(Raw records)
....................
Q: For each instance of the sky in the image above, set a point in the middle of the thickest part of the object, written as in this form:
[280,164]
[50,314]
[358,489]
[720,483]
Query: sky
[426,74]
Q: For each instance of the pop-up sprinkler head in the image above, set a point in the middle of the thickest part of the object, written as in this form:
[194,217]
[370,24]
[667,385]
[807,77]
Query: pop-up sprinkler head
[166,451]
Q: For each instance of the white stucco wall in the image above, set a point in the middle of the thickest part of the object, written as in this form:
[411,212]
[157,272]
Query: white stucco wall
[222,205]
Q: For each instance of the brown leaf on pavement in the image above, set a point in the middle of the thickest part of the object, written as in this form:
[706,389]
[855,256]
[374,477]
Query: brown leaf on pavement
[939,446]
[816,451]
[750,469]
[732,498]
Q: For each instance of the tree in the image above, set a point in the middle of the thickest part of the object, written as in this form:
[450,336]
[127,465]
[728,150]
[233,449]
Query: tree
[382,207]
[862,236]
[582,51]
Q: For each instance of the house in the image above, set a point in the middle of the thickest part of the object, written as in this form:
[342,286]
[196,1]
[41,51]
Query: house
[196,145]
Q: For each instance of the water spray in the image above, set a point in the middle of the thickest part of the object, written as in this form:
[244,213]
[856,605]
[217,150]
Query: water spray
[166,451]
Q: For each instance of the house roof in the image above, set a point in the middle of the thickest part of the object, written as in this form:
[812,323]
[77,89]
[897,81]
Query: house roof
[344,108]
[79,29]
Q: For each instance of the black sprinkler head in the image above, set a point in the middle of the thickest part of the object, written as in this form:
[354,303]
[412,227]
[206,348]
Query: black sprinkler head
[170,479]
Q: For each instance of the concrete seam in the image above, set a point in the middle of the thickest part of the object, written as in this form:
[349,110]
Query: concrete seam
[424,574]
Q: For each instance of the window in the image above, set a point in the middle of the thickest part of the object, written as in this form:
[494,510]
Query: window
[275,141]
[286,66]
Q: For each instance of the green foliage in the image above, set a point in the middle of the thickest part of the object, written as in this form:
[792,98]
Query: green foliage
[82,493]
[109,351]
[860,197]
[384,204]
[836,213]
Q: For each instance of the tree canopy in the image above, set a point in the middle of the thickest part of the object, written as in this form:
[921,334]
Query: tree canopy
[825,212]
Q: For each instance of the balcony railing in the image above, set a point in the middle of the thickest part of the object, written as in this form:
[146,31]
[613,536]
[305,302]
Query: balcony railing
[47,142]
....................
▶ [TASK TO CARRY OUT]: Reproduce the data verbatim from the line with "Q: For each instance of the balcony" down to the last line of the data, including both of those lines.

▶ [EXERCISE SOLUTION]:
Q: For each instance of the balcony railing in the image above, set a point in the middle of the thickest part of the object, written as in this form:
[146,31]
[613,536]
[305,302]
Query: balcony railing
[47,142]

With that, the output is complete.